Output all of the data below line for line, with no changes, and leave the pictures out of your answer.

PROVIDED INFORMATION:
----------
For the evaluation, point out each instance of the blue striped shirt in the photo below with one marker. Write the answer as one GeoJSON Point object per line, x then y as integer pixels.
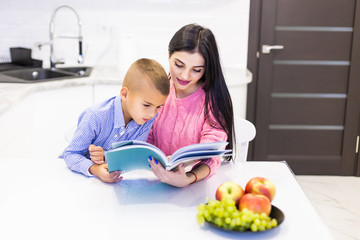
{"type": "Point", "coordinates": [101, 125]}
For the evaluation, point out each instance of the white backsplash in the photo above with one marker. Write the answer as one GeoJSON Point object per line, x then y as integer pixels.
{"type": "Point", "coordinates": [116, 32]}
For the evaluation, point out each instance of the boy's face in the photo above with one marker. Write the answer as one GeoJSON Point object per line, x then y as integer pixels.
{"type": "Point", "coordinates": [141, 104]}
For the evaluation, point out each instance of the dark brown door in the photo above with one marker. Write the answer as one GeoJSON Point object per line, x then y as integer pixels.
{"type": "Point", "coordinates": [306, 111]}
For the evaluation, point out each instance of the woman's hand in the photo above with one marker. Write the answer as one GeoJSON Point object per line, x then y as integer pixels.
{"type": "Point", "coordinates": [178, 178]}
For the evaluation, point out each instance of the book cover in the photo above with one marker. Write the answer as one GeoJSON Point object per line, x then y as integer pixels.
{"type": "Point", "coordinates": [133, 154]}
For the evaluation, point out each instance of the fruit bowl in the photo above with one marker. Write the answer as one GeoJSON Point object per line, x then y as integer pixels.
{"type": "Point", "coordinates": [275, 213]}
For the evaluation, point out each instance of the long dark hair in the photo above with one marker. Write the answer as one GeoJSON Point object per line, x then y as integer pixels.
{"type": "Point", "coordinates": [195, 38]}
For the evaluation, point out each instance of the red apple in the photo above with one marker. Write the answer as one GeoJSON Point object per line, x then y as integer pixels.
{"type": "Point", "coordinates": [256, 203]}
{"type": "Point", "coordinates": [260, 185]}
{"type": "Point", "coordinates": [230, 190]}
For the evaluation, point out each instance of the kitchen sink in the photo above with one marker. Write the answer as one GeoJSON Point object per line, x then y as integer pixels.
{"type": "Point", "coordinates": [31, 75]}
{"type": "Point", "coordinates": [79, 71]}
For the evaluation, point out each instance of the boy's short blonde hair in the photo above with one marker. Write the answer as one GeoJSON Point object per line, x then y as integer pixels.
{"type": "Point", "coordinates": [150, 68]}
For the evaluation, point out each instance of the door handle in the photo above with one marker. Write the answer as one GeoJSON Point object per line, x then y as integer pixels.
{"type": "Point", "coordinates": [267, 48]}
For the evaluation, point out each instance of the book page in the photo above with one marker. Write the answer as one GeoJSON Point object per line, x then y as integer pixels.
{"type": "Point", "coordinates": [200, 147]}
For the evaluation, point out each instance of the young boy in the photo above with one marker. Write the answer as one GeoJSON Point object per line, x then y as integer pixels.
{"type": "Point", "coordinates": [129, 116]}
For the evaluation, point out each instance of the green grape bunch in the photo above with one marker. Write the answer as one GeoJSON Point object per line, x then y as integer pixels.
{"type": "Point", "coordinates": [224, 214]}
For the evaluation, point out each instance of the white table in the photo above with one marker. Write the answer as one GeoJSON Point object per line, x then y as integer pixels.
{"type": "Point", "coordinates": [42, 199]}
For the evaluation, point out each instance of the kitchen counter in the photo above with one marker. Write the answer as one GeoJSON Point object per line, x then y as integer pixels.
{"type": "Point", "coordinates": [11, 93]}
{"type": "Point", "coordinates": [43, 199]}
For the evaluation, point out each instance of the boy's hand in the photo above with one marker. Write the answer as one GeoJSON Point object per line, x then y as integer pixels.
{"type": "Point", "coordinates": [96, 154]}
{"type": "Point", "coordinates": [101, 171]}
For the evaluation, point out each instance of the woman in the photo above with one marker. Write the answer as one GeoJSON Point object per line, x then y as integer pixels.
{"type": "Point", "coordinates": [198, 108]}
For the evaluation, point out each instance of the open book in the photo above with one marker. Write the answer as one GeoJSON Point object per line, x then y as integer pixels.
{"type": "Point", "coordinates": [133, 154]}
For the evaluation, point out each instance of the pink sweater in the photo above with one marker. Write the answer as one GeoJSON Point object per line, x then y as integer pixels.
{"type": "Point", "coordinates": [181, 122]}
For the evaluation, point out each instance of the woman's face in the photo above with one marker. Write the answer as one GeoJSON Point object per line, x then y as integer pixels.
{"type": "Point", "coordinates": [186, 69]}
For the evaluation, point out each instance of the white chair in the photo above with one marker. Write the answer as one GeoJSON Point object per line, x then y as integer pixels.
{"type": "Point", "coordinates": [244, 132]}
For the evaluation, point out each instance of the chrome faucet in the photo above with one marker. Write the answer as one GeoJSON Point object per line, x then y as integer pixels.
{"type": "Point", "coordinates": [53, 36]}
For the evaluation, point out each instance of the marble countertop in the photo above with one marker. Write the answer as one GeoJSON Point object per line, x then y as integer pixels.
{"type": "Point", "coordinates": [52, 199]}
{"type": "Point", "coordinates": [11, 93]}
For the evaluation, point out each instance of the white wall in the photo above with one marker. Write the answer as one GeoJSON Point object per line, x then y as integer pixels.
{"type": "Point", "coordinates": [118, 31]}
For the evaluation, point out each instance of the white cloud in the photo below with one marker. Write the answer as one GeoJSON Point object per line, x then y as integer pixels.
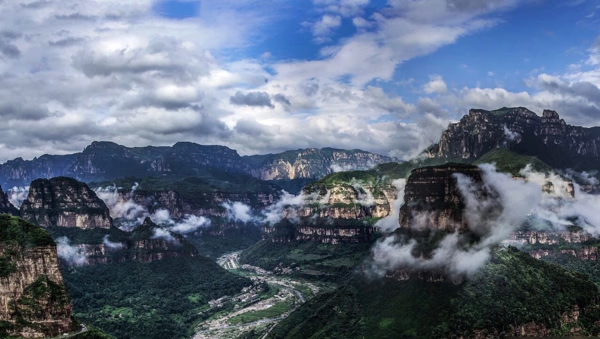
{"type": "Point", "coordinates": [117, 71]}
{"type": "Point", "coordinates": [435, 85]}
{"type": "Point", "coordinates": [72, 254]}
{"type": "Point", "coordinates": [324, 27]}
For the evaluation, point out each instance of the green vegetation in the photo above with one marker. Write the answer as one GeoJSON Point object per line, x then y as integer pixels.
{"type": "Point", "coordinates": [512, 289]}
{"type": "Point", "coordinates": [209, 180]}
{"type": "Point", "coordinates": [313, 260]}
{"type": "Point", "coordinates": [92, 333]}
{"type": "Point", "coordinates": [274, 311]}
{"type": "Point", "coordinates": [88, 236]}
{"type": "Point", "coordinates": [43, 296]}
{"type": "Point", "coordinates": [16, 231]}
{"type": "Point", "coordinates": [510, 162]}
{"type": "Point", "coordinates": [231, 240]}
{"type": "Point", "coordinates": [161, 299]}
{"type": "Point", "coordinates": [41, 300]}
{"type": "Point", "coordinates": [385, 173]}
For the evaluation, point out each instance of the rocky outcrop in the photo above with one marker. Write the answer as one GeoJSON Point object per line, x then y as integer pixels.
----------
WRITTEN SOLUTION:
For the evaluation, point out each instance of the blue striped shirt in the photo below with one marker. Write the answer as one GeoJSON Point object per line, x then y as integer pixels.
{"type": "Point", "coordinates": [101, 125]}
For the evaluation, point out each instance of the white backsplash in the photo above with one marker. Write the answer as one GeoJSON Point object per line, x then y as integer pixels.
{"type": "Point", "coordinates": [116, 32]}
For the evaluation, point out each instance of the boy's face in the photo above with one marker. Write the answer as one GeoJSON Point object per line, x then y as integer pixels.
{"type": "Point", "coordinates": [141, 104]}
For the evaluation, point out each instance of the dark brown door in the photo above with one marker. Write the answer as one GeoJSON Point object per line, x then y as integer pixels.
{"type": "Point", "coordinates": [306, 111]}
For the evaluation, point out each instance of the woman's hand in the photo above with one marker. Write the answer as one GeoJSON Point object per line, x then y as integer pixels.
{"type": "Point", "coordinates": [178, 178]}
For the evaluation, point out each instance of the book cover in the photo above with one marker. Write the answer as one GeoJSON Point object per line, x then y as integer pixels.
{"type": "Point", "coordinates": [133, 154]}
For the evaluation, point out each instance of the fruit bowl in the photo above with one marker. Write the answer as one GeoJSON Point object per line, x then y as integer pixels.
{"type": "Point", "coordinates": [275, 213]}
For the evaluation, point out each instance of the long dark hair in the photo above with one marker. Write the answer as one GeoJSON Point object per line, x then y as integer pixels.
{"type": "Point", "coordinates": [195, 38]}
For the evaluation, point out each instance of the red apple in the photo above with one marker. Write the answer as one GeoJSON Point object per line, x then y as integer pixels.
{"type": "Point", "coordinates": [256, 203]}
{"type": "Point", "coordinates": [260, 185]}
{"type": "Point", "coordinates": [230, 190]}
For the evaluation, point out each instance of the kitchen sink in the photo above with one marker. Write the answer as one GeoJSON Point object per line, x then y as integer pixels.
{"type": "Point", "coordinates": [31, 75]}
{"type": "Point", "coordinates": [79, 71]}
For the evaluation, point out each instance of the boy's short blonde hair in the photo above with one marker. Write the answer as one GeoJSON Point object per line, x then y as integer pixels.
{"type": "Point", "coordinates": [150, 68]}
For the evaluation, point out each instance of the door handle in the photo above with one marker. Write the answer as one GeoJSON Point object per line, x then y as integer pixels.
{"type": "Point", "coordinates": [267, 48]}
For the evaluation, point out each instance of the book page in the photo above with one marker. Write the answer as one GeoJSON Point object per line, x then y as integer pixels.
{"type": "Point", "coordinates": [200, 147]}
For the evaluation, point out each instance of the young boy in the photo above with one marker. Write the answer as one GeoJSON Point object per line, x then y as integer pixels.
{"type": "Point", "coordinates": [129, 116]}
For the evaluation, point out each instance of the green grape bunch in the photo above with one marker. Write the answer as one GeoJSON Point object per line, x then y as integer pixels.
{"type": "Point", "coordinates": [224, 214]}
For the evaluation, point out each instance of the white table in the photo above with one marker. Write the answer as one GeoJSON Point object per line, x then y as integer pixels.
{"type": "Point", "coordinates": [42, 199]}
For the evaluation, point out each instance of the kitchen counter in the photo above with one marker. Write the answer as one GeoJSON Point object per line, x then y as integer pixels.
{"type": "Point", "coordinates": [11, 93]}
{"type": "Point", "coordinates": [43, 199]}
For the evaluation, point out each instance of the boy's hand in the photo above with one marker. Write the answer as one GeoJSON Point object per line, x then y as integer pixels.
{"type": "Point", "coordinates": [96, 154]}
{"type": "Point", "coordinates": [101, 171]}
For the evaluation, point out each instance of the woman in the photo above with one marker. Write the answer as one GeoJSON Point object per line, x then y as integer pixels.
{"type": "Point", "coordinates": [198, 108]}
For the evaluation, point out each instance of the open book in the photo above with one marker. Write the answer as one GeoJSON Point object per line, x then y as integer pixels.
{"type": "Point", "coordinates": [133, 154]}
For the evaluation, point out each instance of the pink sweater in the photo above with one marker. Write the answer as one GeoJSON Point object per line, x then y as integer pixels.
{"type": "Point", "coordinates": [181, 122]}
For the evaluation, point out each instance of the woman's face in the photo above with one marker. Write the answer as one GeoJSON Point object per line, x then y as integer pixels.
{"type": "Point", "coordinates": [186, 69]}
For the evaluation, point out each instance of the white chair in the photo above with one marker. Write the answer as one GeoJSON Point object per line, x then y as integer pixels.
{"type": "Point", "coordinates": [244, 132]}
For the evaluation, point out each instance of the chrome faucet in the photo above with one marker. Write the answer as one GeoJSON Point object per line, x then y as integer pixels.
{"type": "Point", "coordinates": [53, 36]}
For the evaluation, point out each instance of the marble countertop in the photo above with one marker. Write the answer as one GeoJSON Point object per line, x then y as integer pixels.
{"type": "Point", "coordinates": [52, 199]}
{"type": "Point", "coordinates": [11, 93]}
For the evaluation, point out each instance of the white wall in the photo above with one marker. Write the answer as one GeoJSON Point object per line, x then y as integer pixels.
{"type": "Point", "coordinates": [118, 31]}
For the evaluation, point out each instance of the white cloud in the photo below with one marker. Write the answer as one GeoJSON Point object per line, x then y as integer pixels.
{"type": "Point", "coordinates": [117, 71]}
{"type": "Point", "coordinates": [435, 85]}
{"type": "Point", "coordinates": [72, 254]}
{"type": "Point", "coordinates": [324, 27]}
For the evaluation, point out each instance of the green vegetation in the photo above with one marker. Write the answer as one GeoJSON Point object per line, x then y as integer pixels.
{"type": "Point", "coordinates": [512, 289]}
{"type": "Point", "coordinates": [209, 180]}
{"type": "Point", "coordinates": [313, 260]}
{"type": "Point", "coordinates": [92, 333]}
{"type": "Point", "coordinates": [274, 311]}
{"type": "Point", "coordinates": [88, 236]}
{"type": "Point", "coordinates": [43, 296]}
{"type": "Point", "coordinates": [16, 231]}
{"type": "Point", "coordinates": [510, 162]}
{"type": "Point", "coordinates": [231, 240]}
{"type": "Point", "coordinates": [161, 299]}
{"type": "Point", "coordinates": [41, 300]}
{"type": "Point", "coordinates": [385, 173]}
For the evaluation, point out each instance of the rocky outcrop in the photo above with one marker. Write the answer as one GeoJSON Point object per line, x then y as integer pixels.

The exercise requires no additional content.